Otherwise, maybe we can chat about all this when you finish up with your other responsibilities.

Thanks again for the help!

@benjaminyellen, @jmotschman

[eric-czech]

Hey Ben,

Some thoughts on those:

1. Should be straightforward enough to surface those (they're already in the data but I'll make it a point to add them in the app)

2. Makes sense -- I think the biggest question from here is how those images are captured. Can they be stored as a single tif file with the brightfield and fluorescent channels or will it be one brightfield image and one or more fluorescent images (possibly with slight spatial shifts)? The former is certainly easier on my side of things, and easier to keep organized too, but I can imagine that might be tougher on the scope automation side. I think this is the ideal scenario though, let me know if you disagree:

   • Scope captures all channels at one position at nearly the same time
   • Models are used only to determine cell boundaries from brightfield channel
   • Fluorescent intensities are summed or averaged over the area of a cell (or possibly individual parts of a cell if you ever wanted to get into fluorescent stains for morphology)
   • Cells are classified based on fluorescent intensity after the fact instead of by a learning model

3. I think we'll be able to get rid of the large majority of the misclassifications with heavier augmentation and low amounts of annotation with more diversity. I think the simplest way to get started on that is just to start saving those cases you guys find so we can make sure they end up getting annotated. Even screenshots from the app would work, though I added Add image exporter from app  #44 and will make that a top priority so it's easy to get images at their original size (they might be originals now though -- I'll have to check). As for the cell clump, I think the problem with that is that the model should essentially learn to make cell clump predictions based on the same conv filters it uses for cells (so they're both untrustworthy). Perhaps a good sanity check instead would be a threshold image confined to the chamber in the chip config ... the positive pixels from that should be a good independent estimate of how much area the cells take up (added issue: Add sanity check statistic for cell area segmented #45).

[yellenlab]

Also, before I forget, we are now using two types of alignment marks, so that we can do orientation as well as xy positioning. I'm guessing it might be a little complicated to modify your code to handle these two alignment marks, however if you think it's possible and/or if you recommend a different type of alignment mark to get the orientation correct, then we can easily modify future designs to do that. Let me know if you have any suggestions.

[yellenlab]

Regarding the multi-channel capture issues, currently we take a whole set of brightfield images, followed by a whole set of fluorescent images. We do this because the filter cube is a mechanical component, and we would literally have to switch it 6000 times per experiment, which would rapidly wear it out. However, perhaps there is a simple method, such as if the time elapsed between the BF and GFP image, for example, is less than 30 minutes, then for practical purposes they can be considered as derived from the same image time point. I recognize that this limits us in terms of analyzing fast biological processes, but there is always going to be a tradeoff between large numbers of measurements vs. time of measurement.

[yellenlab]

Also, I agree with your idea of using the brightfield image as the mask, which obviates the need for a training model just for the fluorescent images. This is a great idea.

[eric-czech]

Breaking this out into issues on:

• Fluorescent Image Support
• Multiple Alignment Markers

As far as the original issue goes it looks like there's not much to do then. The code currently uses the first timestamp found for each array since chip identifiers aren't mandatory in the experiment configurations, but that should suffice. I added #53 though to make sure there is eventually some way to see what time zero is for each array as well as all other hourly buckets.

→ **Data listing**
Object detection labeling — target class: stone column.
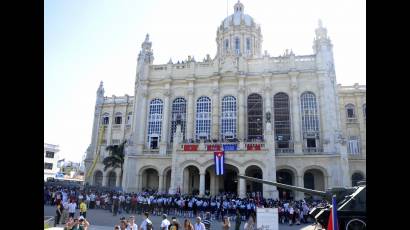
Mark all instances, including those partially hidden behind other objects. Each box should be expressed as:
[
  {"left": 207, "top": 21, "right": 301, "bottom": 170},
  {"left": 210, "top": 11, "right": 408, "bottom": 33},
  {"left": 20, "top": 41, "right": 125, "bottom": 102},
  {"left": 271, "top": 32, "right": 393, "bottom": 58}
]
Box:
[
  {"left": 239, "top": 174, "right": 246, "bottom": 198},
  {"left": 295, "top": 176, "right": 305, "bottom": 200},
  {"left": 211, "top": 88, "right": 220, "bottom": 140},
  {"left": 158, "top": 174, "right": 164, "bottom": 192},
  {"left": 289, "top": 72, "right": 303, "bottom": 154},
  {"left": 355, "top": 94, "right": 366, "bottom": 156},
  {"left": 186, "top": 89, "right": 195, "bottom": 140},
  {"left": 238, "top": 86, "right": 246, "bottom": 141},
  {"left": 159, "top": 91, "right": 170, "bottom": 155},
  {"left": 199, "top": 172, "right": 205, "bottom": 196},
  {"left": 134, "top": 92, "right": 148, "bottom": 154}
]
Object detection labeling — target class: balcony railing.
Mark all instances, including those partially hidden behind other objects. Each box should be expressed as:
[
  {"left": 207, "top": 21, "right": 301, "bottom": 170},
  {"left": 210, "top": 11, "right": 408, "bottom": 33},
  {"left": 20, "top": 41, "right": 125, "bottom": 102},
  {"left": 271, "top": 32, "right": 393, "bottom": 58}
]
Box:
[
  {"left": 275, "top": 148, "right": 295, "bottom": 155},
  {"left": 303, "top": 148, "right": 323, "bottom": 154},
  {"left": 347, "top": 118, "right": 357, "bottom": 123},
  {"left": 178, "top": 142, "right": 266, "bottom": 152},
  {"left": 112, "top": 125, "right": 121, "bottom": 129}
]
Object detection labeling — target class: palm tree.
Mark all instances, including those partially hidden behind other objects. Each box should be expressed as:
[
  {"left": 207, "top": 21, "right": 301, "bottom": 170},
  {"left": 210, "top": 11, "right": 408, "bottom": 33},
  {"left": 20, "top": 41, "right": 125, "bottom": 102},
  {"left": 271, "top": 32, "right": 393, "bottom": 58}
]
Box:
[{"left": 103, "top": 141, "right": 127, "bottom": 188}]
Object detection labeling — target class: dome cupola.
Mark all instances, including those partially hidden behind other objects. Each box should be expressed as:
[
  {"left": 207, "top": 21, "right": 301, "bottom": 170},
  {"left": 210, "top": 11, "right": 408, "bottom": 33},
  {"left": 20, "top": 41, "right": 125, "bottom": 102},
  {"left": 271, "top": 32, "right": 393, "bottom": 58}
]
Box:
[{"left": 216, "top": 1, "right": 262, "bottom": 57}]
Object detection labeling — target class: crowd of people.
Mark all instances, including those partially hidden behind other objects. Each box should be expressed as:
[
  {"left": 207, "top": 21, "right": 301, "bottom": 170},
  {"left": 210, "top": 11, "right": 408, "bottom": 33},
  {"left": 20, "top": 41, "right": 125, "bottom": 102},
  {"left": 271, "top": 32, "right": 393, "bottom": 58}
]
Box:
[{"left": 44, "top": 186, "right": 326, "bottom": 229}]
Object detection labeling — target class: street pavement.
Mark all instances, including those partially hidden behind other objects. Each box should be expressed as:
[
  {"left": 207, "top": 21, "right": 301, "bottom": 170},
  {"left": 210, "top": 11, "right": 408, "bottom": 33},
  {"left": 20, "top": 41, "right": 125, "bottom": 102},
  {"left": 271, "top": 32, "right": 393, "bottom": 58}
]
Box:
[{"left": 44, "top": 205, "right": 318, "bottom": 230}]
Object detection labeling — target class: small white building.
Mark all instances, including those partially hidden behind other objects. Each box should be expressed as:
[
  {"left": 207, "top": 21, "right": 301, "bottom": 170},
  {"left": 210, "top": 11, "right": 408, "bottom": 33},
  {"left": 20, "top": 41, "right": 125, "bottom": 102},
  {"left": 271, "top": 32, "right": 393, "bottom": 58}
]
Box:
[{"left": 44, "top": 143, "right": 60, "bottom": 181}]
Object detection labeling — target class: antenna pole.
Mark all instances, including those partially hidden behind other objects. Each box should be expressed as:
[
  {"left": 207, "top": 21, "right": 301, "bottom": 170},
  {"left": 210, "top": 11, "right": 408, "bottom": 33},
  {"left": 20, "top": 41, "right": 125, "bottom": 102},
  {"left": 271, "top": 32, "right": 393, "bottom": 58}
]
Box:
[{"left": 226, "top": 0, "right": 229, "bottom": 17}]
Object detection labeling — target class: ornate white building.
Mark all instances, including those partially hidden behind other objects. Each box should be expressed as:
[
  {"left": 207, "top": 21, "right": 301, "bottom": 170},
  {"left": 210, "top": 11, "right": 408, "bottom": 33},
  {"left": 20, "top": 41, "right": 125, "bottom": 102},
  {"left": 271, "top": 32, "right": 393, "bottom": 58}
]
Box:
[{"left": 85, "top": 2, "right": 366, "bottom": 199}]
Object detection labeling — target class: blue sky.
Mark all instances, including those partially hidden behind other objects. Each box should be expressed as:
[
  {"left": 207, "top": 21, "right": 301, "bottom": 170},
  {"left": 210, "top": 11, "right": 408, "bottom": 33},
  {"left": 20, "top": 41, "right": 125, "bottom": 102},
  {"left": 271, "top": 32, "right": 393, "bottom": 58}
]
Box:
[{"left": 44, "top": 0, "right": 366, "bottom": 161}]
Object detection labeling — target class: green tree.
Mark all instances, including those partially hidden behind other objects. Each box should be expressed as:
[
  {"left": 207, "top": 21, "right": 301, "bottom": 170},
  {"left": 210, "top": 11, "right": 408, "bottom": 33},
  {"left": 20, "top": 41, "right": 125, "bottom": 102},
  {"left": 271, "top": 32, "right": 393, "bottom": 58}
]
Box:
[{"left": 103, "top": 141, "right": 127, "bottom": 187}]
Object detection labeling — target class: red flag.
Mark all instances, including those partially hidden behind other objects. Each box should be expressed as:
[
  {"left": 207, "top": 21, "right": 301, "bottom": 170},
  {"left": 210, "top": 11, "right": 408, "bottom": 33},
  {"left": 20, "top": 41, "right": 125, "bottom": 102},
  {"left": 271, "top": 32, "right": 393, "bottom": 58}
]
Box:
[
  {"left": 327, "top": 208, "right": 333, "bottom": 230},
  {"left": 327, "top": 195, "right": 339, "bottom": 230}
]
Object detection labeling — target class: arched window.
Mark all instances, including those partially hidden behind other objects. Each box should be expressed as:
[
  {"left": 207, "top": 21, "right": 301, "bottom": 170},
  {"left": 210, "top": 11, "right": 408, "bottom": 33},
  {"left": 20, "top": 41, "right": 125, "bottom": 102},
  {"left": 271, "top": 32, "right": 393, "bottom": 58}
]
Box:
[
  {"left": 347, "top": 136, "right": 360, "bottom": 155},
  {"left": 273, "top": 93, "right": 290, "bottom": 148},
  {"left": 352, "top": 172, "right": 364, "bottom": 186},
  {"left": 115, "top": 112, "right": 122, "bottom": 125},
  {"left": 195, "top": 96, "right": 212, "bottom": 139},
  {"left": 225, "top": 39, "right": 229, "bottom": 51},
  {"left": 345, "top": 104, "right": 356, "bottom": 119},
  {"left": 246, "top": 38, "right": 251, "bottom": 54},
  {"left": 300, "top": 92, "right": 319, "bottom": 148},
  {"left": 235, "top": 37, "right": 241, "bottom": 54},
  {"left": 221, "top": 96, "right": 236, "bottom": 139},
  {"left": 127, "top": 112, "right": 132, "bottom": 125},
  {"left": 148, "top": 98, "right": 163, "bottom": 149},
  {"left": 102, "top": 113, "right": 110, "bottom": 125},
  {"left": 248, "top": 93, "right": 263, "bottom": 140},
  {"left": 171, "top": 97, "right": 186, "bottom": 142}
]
--
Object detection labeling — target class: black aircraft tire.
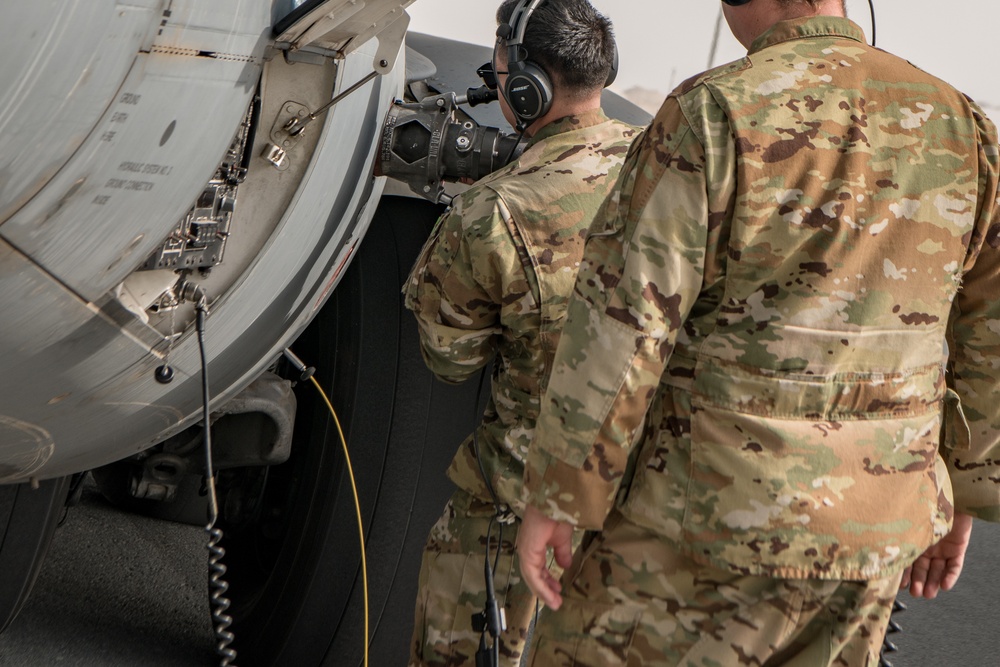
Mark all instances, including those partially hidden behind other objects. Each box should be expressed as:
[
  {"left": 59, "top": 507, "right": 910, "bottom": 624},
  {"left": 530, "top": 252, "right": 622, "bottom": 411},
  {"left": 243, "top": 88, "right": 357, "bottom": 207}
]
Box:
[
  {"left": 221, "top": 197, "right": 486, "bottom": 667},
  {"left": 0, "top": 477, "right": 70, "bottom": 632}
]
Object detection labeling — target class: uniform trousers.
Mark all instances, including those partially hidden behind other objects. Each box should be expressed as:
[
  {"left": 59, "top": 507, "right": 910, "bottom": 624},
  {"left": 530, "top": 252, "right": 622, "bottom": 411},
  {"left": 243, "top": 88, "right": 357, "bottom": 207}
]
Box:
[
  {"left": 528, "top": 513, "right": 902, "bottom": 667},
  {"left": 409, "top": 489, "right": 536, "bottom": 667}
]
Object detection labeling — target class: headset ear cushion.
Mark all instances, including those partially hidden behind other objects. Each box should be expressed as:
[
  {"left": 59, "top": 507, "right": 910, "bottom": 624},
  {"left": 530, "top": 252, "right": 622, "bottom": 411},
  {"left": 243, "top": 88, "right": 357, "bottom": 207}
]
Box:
--
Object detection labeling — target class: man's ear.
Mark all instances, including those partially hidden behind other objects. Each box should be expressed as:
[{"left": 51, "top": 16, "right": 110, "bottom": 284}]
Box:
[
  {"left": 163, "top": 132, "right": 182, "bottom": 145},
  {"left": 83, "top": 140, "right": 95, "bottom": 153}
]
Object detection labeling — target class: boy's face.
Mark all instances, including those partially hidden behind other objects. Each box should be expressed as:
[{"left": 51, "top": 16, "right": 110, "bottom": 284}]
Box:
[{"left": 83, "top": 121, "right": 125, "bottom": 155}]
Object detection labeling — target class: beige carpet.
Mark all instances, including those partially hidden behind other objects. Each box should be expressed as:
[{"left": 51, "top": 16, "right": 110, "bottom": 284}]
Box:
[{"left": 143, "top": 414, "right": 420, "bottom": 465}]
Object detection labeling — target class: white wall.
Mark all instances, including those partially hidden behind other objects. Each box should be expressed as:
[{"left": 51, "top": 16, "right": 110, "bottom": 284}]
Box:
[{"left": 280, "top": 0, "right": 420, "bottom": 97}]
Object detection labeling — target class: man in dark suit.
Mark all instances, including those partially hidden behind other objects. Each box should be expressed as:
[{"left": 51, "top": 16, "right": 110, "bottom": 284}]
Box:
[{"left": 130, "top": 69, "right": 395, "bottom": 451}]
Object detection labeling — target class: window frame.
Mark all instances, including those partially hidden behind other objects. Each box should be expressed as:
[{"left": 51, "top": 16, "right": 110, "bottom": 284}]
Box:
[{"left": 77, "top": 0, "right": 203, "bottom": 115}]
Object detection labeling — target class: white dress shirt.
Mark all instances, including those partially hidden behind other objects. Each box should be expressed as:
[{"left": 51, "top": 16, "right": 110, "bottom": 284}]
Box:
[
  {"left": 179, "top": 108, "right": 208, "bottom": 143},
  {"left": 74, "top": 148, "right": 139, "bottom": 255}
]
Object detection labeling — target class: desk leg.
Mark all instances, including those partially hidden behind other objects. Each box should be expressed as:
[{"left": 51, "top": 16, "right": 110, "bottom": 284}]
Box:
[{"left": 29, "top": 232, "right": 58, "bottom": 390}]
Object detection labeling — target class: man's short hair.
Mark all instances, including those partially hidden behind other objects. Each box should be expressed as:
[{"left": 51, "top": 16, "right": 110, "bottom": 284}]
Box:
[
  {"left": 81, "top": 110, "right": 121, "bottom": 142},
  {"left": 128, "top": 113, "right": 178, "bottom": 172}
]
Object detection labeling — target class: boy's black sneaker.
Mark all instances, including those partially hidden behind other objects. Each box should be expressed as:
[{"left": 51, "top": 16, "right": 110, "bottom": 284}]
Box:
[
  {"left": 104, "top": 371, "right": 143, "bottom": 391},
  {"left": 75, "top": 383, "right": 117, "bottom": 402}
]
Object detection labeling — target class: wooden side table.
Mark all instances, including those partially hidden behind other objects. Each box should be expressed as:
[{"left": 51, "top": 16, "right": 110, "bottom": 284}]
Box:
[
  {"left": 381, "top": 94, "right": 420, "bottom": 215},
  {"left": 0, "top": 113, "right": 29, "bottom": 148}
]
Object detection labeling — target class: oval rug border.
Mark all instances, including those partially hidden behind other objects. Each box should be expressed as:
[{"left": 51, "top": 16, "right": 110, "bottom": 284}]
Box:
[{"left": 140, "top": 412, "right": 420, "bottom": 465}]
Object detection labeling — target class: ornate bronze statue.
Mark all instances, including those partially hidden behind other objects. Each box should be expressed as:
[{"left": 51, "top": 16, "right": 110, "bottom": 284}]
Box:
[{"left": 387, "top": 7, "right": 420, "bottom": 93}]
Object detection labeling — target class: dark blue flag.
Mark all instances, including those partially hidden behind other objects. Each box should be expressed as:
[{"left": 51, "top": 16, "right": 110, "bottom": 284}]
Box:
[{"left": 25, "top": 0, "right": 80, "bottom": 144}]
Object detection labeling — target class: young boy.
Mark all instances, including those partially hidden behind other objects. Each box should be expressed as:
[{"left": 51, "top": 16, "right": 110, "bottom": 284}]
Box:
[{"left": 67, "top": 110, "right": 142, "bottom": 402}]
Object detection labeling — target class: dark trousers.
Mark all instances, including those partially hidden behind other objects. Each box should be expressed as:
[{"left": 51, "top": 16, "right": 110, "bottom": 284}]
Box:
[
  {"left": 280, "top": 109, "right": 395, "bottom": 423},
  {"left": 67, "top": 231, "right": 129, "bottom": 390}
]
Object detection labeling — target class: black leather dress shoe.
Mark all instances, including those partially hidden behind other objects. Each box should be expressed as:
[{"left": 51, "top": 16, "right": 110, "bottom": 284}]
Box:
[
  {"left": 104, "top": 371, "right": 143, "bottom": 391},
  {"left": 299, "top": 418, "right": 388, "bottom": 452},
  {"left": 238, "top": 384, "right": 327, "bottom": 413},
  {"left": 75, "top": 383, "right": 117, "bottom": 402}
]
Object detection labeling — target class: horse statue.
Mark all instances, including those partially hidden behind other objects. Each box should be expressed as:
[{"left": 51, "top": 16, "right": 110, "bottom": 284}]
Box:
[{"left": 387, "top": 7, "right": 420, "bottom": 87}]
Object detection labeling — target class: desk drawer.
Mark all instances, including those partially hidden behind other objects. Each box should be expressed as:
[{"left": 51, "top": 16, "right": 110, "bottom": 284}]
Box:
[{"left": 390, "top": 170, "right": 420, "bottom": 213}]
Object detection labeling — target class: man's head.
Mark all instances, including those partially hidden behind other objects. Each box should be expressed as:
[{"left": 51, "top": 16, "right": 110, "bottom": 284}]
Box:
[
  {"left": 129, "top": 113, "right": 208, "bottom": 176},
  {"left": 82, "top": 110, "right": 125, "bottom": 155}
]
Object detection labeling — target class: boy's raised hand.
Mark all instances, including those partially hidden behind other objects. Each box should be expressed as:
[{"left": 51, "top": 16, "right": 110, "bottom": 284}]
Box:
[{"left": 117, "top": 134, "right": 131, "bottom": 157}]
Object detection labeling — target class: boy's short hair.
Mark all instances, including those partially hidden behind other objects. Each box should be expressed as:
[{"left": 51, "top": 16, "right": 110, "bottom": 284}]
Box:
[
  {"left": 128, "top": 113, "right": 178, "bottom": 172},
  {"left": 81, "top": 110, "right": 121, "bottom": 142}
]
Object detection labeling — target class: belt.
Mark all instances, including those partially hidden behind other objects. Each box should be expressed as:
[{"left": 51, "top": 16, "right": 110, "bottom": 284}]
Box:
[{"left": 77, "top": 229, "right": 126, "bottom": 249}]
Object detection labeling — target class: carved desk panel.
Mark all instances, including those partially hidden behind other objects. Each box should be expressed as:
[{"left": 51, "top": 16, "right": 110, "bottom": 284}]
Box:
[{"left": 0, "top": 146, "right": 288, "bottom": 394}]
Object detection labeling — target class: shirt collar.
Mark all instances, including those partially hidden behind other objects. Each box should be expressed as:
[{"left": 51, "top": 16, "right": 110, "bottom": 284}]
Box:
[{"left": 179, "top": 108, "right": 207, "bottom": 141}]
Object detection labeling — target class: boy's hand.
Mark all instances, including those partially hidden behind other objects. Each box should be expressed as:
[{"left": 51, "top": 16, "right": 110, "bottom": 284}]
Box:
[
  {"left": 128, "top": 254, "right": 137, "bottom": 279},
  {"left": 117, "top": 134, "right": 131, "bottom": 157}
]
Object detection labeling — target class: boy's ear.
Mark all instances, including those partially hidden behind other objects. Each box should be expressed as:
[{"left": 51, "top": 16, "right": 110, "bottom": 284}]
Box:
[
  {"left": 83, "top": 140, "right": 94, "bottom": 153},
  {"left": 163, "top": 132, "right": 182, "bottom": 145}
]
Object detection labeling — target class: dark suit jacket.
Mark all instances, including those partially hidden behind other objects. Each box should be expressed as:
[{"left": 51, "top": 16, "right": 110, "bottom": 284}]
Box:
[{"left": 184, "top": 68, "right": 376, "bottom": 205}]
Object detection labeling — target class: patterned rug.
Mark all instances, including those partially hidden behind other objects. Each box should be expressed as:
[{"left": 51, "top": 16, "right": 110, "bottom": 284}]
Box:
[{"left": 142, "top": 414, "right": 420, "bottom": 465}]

→ **What to produce**
Return the passage of the cell-imaging discussion starting at "2. Makes sense" and ending at "stains for morphology)", copied word for word. Answer using only the discussion text.

→ **Answer space**
2. Makes sense -- I think the biggest question from here is how those images are captured. Can they be stored as a single tif file with the brightfield and fluorescent channels or will it be one brightfield image and one or more fluorescent images (possibly with slight spatial shifts)? The former is certainly easier on my side of things, and easier to keep organized too, but I can imagine that might be tougher on the scope automation side. I think this is the ideal scenario though, let me know if you disagree:

   • Scope captures all channels at one position at nearly the same time
   • Models are used only to determine cell boundaries from brightfield channel
   • Fluorescent intensities are summed or averaged over the area of a cell (or possibly individual parts of a cell if you ever wanted to get into fluorescent stains for morphology)